▶ [PROBLEM TO SOLVE] Whenever a picture appears in the listing below, leave it out, and copy exactly the lines from the one containing "find the window" through the end.

▶ [PROVIDED DATA]
[Start of section]

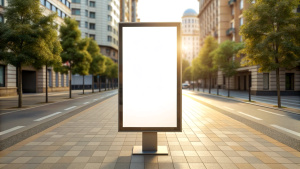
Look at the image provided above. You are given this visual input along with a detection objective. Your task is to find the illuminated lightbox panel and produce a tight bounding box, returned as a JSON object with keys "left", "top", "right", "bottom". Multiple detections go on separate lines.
{"left": 119, "top": 22, "right": 182, "bottom": 132}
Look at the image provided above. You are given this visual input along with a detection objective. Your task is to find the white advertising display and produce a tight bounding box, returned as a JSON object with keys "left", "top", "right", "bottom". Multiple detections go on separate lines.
{"left": 122, "top": 27, "right": 177, "bottom": 127}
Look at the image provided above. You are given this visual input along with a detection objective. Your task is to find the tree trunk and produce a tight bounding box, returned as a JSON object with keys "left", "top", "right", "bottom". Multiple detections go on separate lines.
{"left": 227, "top": 76, "right": 230, "bottom": 97}
{"left": 92, "top": 75, "right": 94, "bottom": 93}
{"left": 202, "top": 79, "right": 204, "bottom": 92}
{"left": 99, "top": 76, "right": 101, "bottom": 92}
{"left": 98, "top": 76, "right": 100, "bottom": 92}
{"left": 105, "top": 77, "right": 107, "bottom": 91}
{"left": 249, "top": 75, "right": 251, "bottom": 101}
{"left": 83, "top": 75, "right": 85, "bottom": 94}
{"left": 209, "top": 74, "right": 211, "bottom": 94}
{"left": 276, "top": 68, "right": 281, "bottom": 108}
{"left": 69, "top": 68, "right": 72, "bottom": 98}
{"left": 197, "top": 80, "right": 199, "bottom": 91}
{"left": 18, "top": 66, "right": 22, "bottom": 108}
{"left": 46, "top": 65, "right": 48, "bottom": 103}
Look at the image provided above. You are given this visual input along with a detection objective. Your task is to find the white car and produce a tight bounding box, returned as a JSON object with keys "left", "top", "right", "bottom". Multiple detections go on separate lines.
{"left": 182, "top": 83, "right": 189, "bottom": 89}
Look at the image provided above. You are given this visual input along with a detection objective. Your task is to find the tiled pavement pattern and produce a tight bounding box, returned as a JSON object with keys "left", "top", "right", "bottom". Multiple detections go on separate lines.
{"left": 0, "top": 95, "right": 299, "bottom": 169}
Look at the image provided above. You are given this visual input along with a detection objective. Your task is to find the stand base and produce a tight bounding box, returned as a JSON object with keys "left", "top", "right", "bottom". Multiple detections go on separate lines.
{"left": 132, "top": 146, "right": 168, "bottom": 155}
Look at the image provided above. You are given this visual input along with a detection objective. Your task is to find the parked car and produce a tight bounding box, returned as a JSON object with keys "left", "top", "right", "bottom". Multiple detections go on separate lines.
{"left": 182, "top": 83, "right": 189, "bottom": 89}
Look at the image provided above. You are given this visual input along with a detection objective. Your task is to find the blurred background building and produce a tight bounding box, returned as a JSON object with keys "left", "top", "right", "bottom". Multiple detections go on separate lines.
{"left": 197, "top": 0, "right": 300, "bottom": 95}
{"left": 181, "top": 8, "right": 200, "bottom": 64}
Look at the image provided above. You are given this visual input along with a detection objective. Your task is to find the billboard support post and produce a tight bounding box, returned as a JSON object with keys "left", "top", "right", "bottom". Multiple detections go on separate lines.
{"left": 132, "top": 132, "right": 168, "bottom": 155}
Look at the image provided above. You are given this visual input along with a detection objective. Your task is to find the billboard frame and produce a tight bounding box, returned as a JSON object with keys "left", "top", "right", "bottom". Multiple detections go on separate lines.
{"left": 118, "top": 22, "right": 182, "bottom": 132}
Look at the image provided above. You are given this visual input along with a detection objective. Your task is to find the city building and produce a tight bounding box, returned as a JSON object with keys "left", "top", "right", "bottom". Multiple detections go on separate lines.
{"left": 0, "top": 0, "right": 72, "bottom": 96}
{"left": 70, "top": 0, "right": 138, "bottom": 89}
{"left": 198, "top": 0, "right": 300, "bottom": 95}
{"left": 181, "top": 9, "right": 200, "bottom": 64}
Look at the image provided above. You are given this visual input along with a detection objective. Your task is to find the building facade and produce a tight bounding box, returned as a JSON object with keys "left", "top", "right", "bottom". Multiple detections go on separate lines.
{"left": 0, "top": 0, "right": 71, "bottom": 96}
{"left": 120, "top": 0, "right": 138, "bottom": 22}
{"left": 181, "top": 9, "right": 200, "bottom": 64}
{"left": 198, "top": 0, "right": 300, "bottom": 95}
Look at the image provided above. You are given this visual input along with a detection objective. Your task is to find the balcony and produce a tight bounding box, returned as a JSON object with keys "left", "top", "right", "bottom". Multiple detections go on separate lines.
{"left": 228, "top": 0, "right": 236, "bottom": 6}
{"left": 226, "top": 28, "right": 235, "bottom": 36}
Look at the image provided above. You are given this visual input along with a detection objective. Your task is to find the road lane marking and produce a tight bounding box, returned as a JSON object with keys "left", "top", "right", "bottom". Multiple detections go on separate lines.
{"left": 258, "top": 109, "right": 285, "bottom": 116}
{"left": 83, "top": 102, "right": 89, "bottom": 104}
{"left": 34, "top": 112, "right": 62, "bottom": 122}
{"left": 271, "top": 125, "right": 300, "bottom": 137}
{"left": 64, "top": 106, "right": 77, "bottom": 111}
{"left": 0, "top": 126, "right": 25, "bottom": 136}
{"left": 223, "top": 106, "right": 234, "bottom": 111}
{"left": 238, "top": 112, "right": 262, "bottom": 120}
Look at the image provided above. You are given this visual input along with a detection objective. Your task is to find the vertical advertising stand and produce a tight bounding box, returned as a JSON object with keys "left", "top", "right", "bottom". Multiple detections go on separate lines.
{"left": 118, "top": 22, "right": 182, "bottom": 155}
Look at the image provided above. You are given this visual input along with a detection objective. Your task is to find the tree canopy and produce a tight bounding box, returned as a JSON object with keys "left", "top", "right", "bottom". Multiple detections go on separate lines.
{"left": 88, "top": 39, "right": 106, "bottom": 76}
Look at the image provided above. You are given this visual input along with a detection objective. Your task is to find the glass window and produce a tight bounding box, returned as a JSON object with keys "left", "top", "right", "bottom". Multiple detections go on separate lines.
{"left": 72, "top": 0, "right": 80, "bottom": 3}
{"left": 85, "top": 21, "right": 88, "bottom": 28}
{"left": 263, "top": 73, "right": 269, "bottom": 90}
{"left": 46, "top": 1, "right": 51, "bottom": 9}
{"left": 90, "top": 1, "right": 95, "bottom": 7}
{"left": 0, "top": 65, "right": 5, "bottom": 87}
{"left": 40, "top": 0, "right": 45, "bottom": 6}
{"left": 76, "top": 20, "right": 80, "bottom": 27}
{"left": 62, "top": 12, "right": 66, "bottom": 18}
{"left": 51, "top": 5, "right": 56, "bottom": 12}
{"left": 106, "top": 48, "right": 111, "bottom": 55}
{"left": 48, "top": 69, "right": 52, "bottom": 87}
{"left": 57, "top": 9, "right": 62, "bottom": 17}
{"left": 66, "top": 74, "right": 69, "bottom": 86}
{"left": 72, "top": 8, "right": 80, "bottom": 15}
{"left": 108, "top": 5, "right": 112, "bottom": 11}
{"left": 90, "top": 12, "right": 95, "bottom": 18}
{"left": 66, "top": 1, "right": 70, "bottom": 8}
{"left": 89, "top": 34, "right": 95, "bottom": 40}
{"left": 85, "top": 10, "right": 88, "bottom": 17}
{"left": 55, "top": 72, "right": 59, "bottom": 87}
{"left": 107, "top": 36, "right": 112, "bottom": 42}
{"left": 240, "top": 0, "right": 244, "bottom": 10}
{"left": 62, "top": 0, "right": 66, "bottom": 4}
{"left": 286, "top": 73, "right": 294, "bottom": 90}
{"left": 107, "top": 25, "right": 112, "bottom": 31}
{"left": 89, "top": 23, "right": 95, "bottom": 29}
{"left": 61, "top": 74, "right": 64, "bottom": 87}
{"left": 240, "top": 17, "right": 243, "bottom": 26}
{"left": 108, "top": 15, "right": 112, "bottom": 21}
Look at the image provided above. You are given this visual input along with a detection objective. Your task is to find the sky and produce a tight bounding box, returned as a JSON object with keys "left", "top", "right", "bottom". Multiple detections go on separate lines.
{"left": 138, "top": 0, "right": 199, "bottom": 22}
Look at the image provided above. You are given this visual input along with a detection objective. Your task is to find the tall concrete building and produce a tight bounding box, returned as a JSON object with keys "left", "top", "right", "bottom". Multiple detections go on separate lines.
{"left": 0, "top": 0, "right": 72, "bottom": 96}
{"left": 71, "top": 0, "right": 121, "bottom": 62}
{"left": 198, "top": 0, "right": 300, "bottom": 95}
{"left": 181, "top": 9, "right": 200, "bottom": 64}
{"left": 71, "top": 0, "right": 139, "bottom": 89}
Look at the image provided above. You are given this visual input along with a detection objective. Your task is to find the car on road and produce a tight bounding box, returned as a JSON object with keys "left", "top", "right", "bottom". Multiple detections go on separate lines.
{"left": 182, "top": 83, "right": 189, "bottom": 89}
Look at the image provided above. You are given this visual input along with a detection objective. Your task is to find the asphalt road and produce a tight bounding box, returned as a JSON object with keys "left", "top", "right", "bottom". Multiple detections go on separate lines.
{"left": 0, "top": 90, "right": 118, "bottom": 139}
{"left": 183, "top": 90, "right": 300, "bottom": 141}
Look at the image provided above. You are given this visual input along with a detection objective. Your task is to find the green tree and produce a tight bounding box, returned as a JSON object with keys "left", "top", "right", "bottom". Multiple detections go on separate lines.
{"left": 72, "top": 38, "right": 92, "bottom": 94}
{"left": 240, "top": 0, "right": 300, "bottom": 107}
{"left": 192, "top": 57, "right": 205, "bottom": 91}
{"left": 87, "top": 39, "right": 106, "bottom": 93}
{"left": 32, "top": 14, "right": 63, "bottom": 103}
{"left": 103, "top": 57, "right": 114, "bottom": 90}
{"left": 0, "top": 0, "right": 60, "bottom": 107}
{"left": 183, "top": 66, "right": 192, "bottom": 89}
{"left": 60, "top": 18, "right": 91, "bottom": 98}
{"left": 109, "top": 63, "right": 118, "bottom": 89}
{"left": 213, "top": 40, "right": 244, "bottom": 97}
{"left": 182, "top": 58, "right": 190, "bottom": 83}
{"left": 197, "top": 36, "right": 218, "bottom": 93}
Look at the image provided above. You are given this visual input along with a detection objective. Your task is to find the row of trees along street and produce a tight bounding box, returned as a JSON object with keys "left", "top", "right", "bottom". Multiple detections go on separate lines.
{"left": 183, "top": 0, "right": 300, "bottom": 108}
{"left": 0, "top": 0, "right": 118, "bottom": 108}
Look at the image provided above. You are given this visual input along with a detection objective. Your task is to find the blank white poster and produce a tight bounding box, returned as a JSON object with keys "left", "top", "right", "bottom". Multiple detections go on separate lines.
{"left": 122, "top": 27, "right": 177, "bottom": 127}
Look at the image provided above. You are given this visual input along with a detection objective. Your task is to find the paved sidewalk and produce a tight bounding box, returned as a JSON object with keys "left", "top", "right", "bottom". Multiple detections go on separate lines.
{"left": 0, "top": 95, "right": 299, "bottom": 169}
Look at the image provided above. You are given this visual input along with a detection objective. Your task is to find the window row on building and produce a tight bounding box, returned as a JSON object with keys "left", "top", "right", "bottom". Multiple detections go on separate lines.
{"left": 107, "top": 36, "right": 118, "bottom": 45}
{"left": 40, "top": 0, "right": 69, "bottom": 18}
{"left": 72, "top": 0, "right": 95, "bottom": 7}
{"left": 107, "top": 25, "right": 118, "bottom": 35}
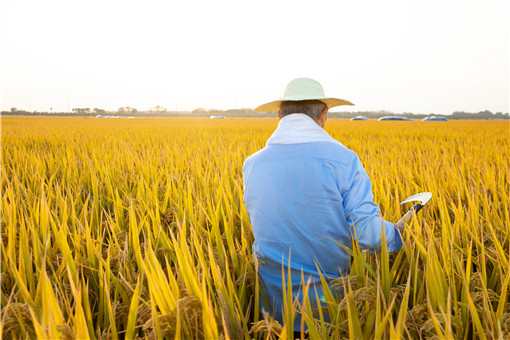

[End of section]

▶ [COMPLETED EXERCISE]
Look at the image provided above. You are given this visual input along with a detection objective. Your task is to find the window row on building and produce a tight bounding box, returned as a JSON object with keys "left", "top", "right", "bottom". Multiple detections go on separate lines.
{"left": 107, "top": 36, "right": 118, "bottom": 45}
{"left": 40, "top": 0, "right": 69, "bottom": 18}
{"left": 72, "top": 0, "right": 95, "bottom": 7}
{"left": 107, "top": 25, "right": 118, "bottom": 35}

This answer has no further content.